WORK REQUIRED:
In the listing below, locate the line containing "Where can the small log" and copy it and every line after it through the end, exactly as written, leaving out any pictures.

DATASET EXCERPTS:
▬▬▬▬▬▬▬▬▬▬

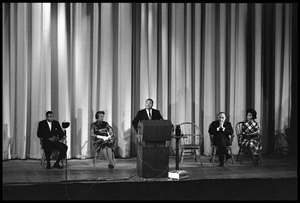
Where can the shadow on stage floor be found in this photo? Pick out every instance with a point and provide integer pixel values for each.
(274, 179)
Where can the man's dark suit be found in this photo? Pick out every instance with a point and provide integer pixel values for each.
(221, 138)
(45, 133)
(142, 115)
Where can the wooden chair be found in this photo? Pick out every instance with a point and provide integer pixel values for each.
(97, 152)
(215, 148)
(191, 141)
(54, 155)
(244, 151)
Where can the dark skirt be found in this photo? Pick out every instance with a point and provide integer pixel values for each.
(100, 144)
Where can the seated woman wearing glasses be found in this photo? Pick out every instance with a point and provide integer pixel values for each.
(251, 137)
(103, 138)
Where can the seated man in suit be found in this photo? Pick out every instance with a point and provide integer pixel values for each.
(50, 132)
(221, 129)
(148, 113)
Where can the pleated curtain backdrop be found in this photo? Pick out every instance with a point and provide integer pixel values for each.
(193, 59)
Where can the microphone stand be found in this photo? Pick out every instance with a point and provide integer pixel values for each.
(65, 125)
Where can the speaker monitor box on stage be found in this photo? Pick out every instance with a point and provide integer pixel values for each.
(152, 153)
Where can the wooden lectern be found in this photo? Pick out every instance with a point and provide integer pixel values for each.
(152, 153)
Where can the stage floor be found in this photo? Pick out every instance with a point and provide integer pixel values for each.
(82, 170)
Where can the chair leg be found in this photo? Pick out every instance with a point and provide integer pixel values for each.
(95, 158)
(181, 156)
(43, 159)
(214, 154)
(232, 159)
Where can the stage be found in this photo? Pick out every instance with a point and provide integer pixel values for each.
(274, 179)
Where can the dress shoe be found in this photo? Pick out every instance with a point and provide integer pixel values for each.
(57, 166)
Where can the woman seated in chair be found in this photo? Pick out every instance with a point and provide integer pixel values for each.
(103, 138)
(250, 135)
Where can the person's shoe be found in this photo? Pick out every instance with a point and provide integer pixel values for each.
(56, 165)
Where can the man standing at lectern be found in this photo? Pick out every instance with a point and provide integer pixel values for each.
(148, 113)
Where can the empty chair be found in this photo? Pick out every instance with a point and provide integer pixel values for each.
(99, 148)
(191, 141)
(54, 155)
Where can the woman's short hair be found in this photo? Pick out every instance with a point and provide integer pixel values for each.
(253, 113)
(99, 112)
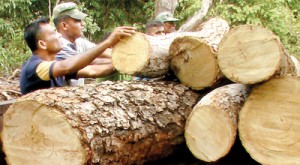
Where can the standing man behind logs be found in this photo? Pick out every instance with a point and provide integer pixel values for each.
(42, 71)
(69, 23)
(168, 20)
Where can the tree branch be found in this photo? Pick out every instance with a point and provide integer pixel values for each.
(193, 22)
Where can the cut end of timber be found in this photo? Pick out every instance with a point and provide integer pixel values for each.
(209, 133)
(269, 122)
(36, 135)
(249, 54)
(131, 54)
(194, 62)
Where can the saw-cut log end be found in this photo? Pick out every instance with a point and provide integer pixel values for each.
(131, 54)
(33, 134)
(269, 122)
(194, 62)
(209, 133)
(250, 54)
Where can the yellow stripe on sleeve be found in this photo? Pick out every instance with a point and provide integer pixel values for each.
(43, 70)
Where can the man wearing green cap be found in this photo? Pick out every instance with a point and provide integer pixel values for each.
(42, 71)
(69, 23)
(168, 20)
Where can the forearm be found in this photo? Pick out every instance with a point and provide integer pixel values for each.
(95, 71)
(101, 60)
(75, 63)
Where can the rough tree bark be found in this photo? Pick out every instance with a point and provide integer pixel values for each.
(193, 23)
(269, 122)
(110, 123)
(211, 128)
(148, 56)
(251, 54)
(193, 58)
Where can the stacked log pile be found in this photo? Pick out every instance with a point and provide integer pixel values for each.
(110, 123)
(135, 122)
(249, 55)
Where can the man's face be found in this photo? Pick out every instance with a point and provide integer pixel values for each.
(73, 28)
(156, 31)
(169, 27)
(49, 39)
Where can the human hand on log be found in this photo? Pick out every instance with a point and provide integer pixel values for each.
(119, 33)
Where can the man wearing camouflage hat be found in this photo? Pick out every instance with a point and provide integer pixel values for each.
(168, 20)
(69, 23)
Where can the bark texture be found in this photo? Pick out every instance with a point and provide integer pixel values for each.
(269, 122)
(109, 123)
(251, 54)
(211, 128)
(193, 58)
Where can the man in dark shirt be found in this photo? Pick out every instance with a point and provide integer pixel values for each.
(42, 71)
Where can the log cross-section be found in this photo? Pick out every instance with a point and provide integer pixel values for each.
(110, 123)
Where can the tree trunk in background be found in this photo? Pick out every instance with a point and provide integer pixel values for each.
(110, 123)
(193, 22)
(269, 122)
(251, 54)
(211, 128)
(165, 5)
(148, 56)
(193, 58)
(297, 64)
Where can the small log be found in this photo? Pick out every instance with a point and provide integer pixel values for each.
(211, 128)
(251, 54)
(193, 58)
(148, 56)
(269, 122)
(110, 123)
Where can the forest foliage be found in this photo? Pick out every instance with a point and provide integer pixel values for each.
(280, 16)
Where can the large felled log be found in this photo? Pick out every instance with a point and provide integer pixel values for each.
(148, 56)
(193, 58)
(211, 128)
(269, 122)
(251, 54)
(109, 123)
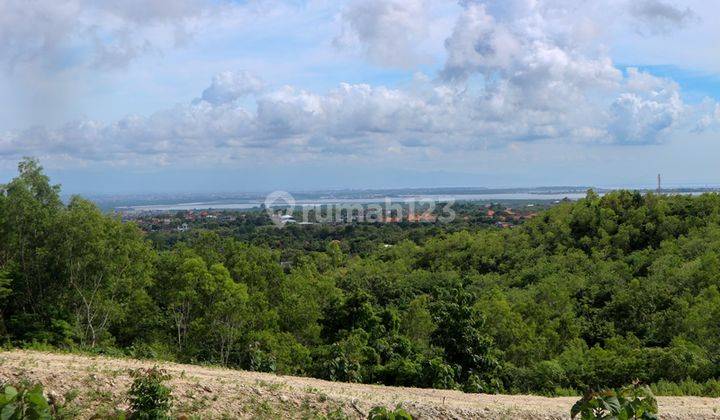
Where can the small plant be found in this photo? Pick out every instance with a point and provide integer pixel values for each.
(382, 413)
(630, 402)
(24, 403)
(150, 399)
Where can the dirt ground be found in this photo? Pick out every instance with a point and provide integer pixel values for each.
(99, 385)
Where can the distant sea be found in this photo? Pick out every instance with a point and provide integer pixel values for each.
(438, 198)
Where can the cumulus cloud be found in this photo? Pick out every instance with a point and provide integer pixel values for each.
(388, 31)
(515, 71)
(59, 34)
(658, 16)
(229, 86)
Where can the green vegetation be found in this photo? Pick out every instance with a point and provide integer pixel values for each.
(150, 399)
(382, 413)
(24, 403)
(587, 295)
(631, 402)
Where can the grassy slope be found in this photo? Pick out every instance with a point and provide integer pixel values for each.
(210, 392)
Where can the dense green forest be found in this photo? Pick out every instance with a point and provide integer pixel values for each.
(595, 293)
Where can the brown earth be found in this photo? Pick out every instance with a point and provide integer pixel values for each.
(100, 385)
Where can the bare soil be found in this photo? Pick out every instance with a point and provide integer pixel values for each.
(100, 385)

▬▬▬▬▬▬▬▬▬▬

ANSWER FOR THE TASK:
Where can the small log be found in this photo? Pick out every instance with a point and provide integer pixel values for each.
(211, 128)
(251, 54)
(193, 58)
(148, 56)
(269, 122)
(110, 123)
Where can the forest foliage be found in this photo? Pick out every instance with a point and provide integer pixel values for each.
(280, 16)
Where can the large felled log be found in this photo? Pick out every instance with a point and provide integer pixel values for each.
(148, 56)
(193, 58)
(211, 128)
(269, 122)
(251, 54)
(109, 123)
Where can the small plant be found in this photo? Pick out every instance with a point and provide integer pixel values for each.
(382, 413)
(630, 402)
(24, 403)
(150, 399)
Where can the dirt ground be found in this photo? Pick out every instance with a point and provide integer pixel values for each.
(99, 385)
Where can the distant sea be found in this photo? Pick out every instance with a point and provide integer pixel values for each.
(438, 198)
Where can the cumulus cloud be found in this photo? Pick out every instance with a point and provide integer pixel values for each.
(388, 31)
(515, 71)
(59, 34)
(658, 16)
(229, 86)
Where can the green vegetation be found in this photo? Pick out every instance with a point and provide integer pixel values for each.
(150, 399)
(382, 413)
(24, 403)
(587, 295)
(631, 402)
Where can the grassy slope be found in this photo? Pick out every instance with a point and provide integer pixel values for each.
(210, 392)
Where can the dense green forest be found in this photo? Pick out every instance with a point and provide integer pixel values for each.
(595, 293)
Where can the brown earth be found in this photo? Pick out every instance with a point and provide integer pixel values for each.
(100, 385)
Where can the bare soil be found in this photo? Pick out every instance with a point and provide integer pixel values for each.
(100, 385)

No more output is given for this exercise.